== TEXTE À LIRE ==

Conrad Schlumberger, en réfléchissant à ces questions, remarqua que les seuls champs de forces dont l'utilisation avait jusque-là été sérieusement abordée étaient des champs naturels : champ magnétique terrestre ou champ de la pesanteur, et il lui parut que l'étude de champs artificiellement créés pourrait être beaucoup plus fructueuse puisqu'alors que les premiers livrent leurs données une fois pour toutes, le sol peut être interrogé par les seconds d'une infinité de manières, dont le choix est laissé à la seule volonté de l'opérateur. Et, parmi ces champs artificiels, il fut tout naturellement amené à penser aux champs électriques : on n'avait guère idée, en ces débuts de la géophysique appliquée, que l'étude des tremblements de terre artificiels - de la sismique, comme on dit aujourd'hui - pût être économiquement abordée, et elle ne devait l'être effectivement que beaucoup plus tard; elle ne s'appliquait guère, en outre, à la recherche des gisements métalliques, qui paraissait, à cette époque, être le domaine principal, sinon unique, de la géophysique appliquée.

L'usage du champ électrique était doublement séduisant : d'abord par sa facilité de mise en oeuvre, du fait ensuite que le paramètre physique des roches qu'il met essentiellement en jeu, la résistivité, est très fortement différencié. Alors que les densités des roches varient au maximum de 2 à 6, alors que les vitesses de propagation des ondes élastiques y varient de 1.000 à 6.000 mètres seconde, alors que leur perméabilité magnétique ne varie guère de que 1 à 2, l'échelle des résistivités des roches s'étend de 0,5 (et même de 0,01 pour les minerais à conductibilité métallique) à 20.000 ohms mètre.

Quelques précurseurs avaient déjà tenté d'aborder le problème par des voies diverses. Lövy et Leinbach avaient essayé d'utiliser à cet effet des champs électromagnétiques à haute fréquence (ondes hertziennes). Mais ces ondes ne peuvent pénétrer bien profondément, même dans un sol peu conducteur, et leurs tentatives n'ont conduit à rien de pratique. Les travaux de Daft et Williams, commencés dès avant 1902 aux U. S. A., utilisaient des courants alternatifs à relativement basse fréquence. Conduits sans grande rigueur scientifique, ils devaient être gênés par des difficultés sérieuses dues à l'induction entre émetteurs et récepteurs; des expériences assez complètes poursuivies en Suède en 1906 n'avaient pas été suivies d'effet, et les essais paraissaient abandonnés en 1911. En réalité, ils devaient être repris par les Suédois à partir de 1913.

== TÂCHE DEMANDÉE 1 ==
Selon le texte sur Conrad Schlumberger, pourquoi l'étude de champs créés artificiellement lui sembla-t-elle plus fructueuse que celle des champs naturels ? Répondez en une à trois phrases.
== TÂCHE DEMANDÉE 2 ==
Indiquez si chacune des affirmations suivantes concorde avec le texte sur Conrad Schlumberger, en répondant par oui ou par non et en citant à l'identique les mots du texte qui tranchent. (a) Les densités des roches varient au maximum de 2 à 6. (b) Les ondes hertziennes employées par Lövy et Leinbach pénètrent profondément dans un sol peu conducteur. (c) Les travaux de Daft et Williams ont débuté aux U. S. A. après 1911.

== LISTE DES DONNÉES ==
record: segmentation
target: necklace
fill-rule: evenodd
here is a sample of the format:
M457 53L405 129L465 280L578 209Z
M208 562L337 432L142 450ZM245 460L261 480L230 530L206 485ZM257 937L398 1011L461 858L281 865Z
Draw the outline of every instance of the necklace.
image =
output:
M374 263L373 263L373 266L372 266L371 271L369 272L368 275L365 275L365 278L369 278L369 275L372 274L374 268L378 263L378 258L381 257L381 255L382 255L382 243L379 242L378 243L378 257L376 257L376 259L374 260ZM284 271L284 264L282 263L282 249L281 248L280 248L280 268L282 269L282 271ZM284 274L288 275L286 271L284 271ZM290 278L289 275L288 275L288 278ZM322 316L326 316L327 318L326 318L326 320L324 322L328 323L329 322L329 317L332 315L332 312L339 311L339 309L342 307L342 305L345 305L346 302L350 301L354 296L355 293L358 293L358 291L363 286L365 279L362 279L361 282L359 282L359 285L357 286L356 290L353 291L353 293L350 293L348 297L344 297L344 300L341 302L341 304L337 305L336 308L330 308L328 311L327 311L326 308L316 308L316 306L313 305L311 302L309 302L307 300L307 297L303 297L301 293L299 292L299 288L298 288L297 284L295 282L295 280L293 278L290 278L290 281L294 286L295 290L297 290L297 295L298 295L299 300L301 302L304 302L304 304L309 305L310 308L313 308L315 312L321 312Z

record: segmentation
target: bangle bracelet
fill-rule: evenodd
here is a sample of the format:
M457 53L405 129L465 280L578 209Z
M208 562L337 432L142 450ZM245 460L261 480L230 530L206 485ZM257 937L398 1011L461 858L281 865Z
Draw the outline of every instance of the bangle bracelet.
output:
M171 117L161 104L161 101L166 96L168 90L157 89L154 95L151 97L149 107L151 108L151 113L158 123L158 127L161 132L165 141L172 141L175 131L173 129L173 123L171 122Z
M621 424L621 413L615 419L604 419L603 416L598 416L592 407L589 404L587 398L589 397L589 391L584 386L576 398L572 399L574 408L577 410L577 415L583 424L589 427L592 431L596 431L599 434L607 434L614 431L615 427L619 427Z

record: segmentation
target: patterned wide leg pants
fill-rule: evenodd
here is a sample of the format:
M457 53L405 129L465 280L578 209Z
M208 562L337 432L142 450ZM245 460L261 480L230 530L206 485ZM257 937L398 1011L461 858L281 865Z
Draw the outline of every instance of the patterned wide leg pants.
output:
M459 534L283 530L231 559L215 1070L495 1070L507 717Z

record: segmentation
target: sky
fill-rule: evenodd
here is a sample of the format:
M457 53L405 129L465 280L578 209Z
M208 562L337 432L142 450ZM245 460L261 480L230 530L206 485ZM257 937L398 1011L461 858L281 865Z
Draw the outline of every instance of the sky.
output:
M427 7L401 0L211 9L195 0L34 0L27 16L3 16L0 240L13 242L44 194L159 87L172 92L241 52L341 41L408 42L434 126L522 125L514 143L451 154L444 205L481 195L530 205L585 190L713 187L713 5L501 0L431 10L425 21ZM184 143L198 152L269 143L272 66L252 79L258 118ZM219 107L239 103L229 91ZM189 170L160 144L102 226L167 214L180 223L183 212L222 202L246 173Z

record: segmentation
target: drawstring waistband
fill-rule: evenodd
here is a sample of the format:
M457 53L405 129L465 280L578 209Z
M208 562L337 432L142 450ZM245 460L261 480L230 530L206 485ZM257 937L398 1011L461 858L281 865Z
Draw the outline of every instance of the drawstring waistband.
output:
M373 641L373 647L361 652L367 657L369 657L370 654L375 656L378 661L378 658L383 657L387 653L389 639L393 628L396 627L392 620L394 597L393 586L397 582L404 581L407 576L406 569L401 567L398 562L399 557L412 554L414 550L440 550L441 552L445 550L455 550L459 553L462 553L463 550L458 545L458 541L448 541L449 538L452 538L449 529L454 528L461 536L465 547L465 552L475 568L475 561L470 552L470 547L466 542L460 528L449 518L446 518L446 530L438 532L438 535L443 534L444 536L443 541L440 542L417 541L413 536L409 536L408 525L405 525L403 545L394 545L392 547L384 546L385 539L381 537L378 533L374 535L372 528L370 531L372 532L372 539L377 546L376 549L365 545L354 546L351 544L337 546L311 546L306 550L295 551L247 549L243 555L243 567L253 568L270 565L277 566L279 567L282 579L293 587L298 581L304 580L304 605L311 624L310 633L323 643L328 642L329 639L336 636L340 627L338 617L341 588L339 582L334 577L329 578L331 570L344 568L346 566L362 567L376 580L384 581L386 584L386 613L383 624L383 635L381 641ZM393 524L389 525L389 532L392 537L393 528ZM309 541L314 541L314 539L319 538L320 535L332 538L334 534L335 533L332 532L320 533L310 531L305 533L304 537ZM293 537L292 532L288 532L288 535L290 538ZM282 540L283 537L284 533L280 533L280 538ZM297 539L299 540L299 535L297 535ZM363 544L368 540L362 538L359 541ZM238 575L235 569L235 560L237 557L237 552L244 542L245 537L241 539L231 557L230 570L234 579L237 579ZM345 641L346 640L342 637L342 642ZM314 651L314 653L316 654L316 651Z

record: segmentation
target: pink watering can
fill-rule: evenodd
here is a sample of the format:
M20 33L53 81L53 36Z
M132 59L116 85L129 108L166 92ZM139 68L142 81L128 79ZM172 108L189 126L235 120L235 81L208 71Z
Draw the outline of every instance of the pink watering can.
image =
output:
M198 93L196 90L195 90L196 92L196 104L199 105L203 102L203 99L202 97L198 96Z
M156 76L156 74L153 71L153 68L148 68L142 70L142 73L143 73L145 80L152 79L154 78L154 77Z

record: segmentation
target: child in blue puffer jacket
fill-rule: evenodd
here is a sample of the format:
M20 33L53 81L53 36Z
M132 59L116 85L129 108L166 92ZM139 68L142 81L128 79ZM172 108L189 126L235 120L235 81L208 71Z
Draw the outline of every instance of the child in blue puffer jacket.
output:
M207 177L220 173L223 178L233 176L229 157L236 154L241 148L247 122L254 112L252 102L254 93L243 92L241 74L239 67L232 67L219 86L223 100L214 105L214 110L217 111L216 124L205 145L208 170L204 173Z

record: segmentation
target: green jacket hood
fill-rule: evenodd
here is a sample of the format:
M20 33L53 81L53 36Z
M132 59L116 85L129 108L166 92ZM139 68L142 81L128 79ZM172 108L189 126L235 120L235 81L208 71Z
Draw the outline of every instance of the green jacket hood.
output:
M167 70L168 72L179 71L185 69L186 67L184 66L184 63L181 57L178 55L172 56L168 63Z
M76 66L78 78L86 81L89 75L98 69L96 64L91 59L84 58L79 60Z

== RÉPONSE COMPLÈTE 1 ==
Les champs naturels, comme le champ magnétique terrestre ou celui de la pesanteur, livrent leurs données une fois pour toutes. Les champs artificiels permettent au contraire d'interroger le sol d'une infinité de manières, dont le choix est laissé à la seule volonté de l'opérateur.

== RÉPONSE COMPLÈTE 2 ==
(a) Oui : « les densités des roches varient au maximum de 2 à 6 ».
(b) Non : « ces ondes ne peuvent pénétrer bien profondément, même dans un sol peu conducteur ».
(c) Non : « commencés dès avant 1902 aux U. S. A. ».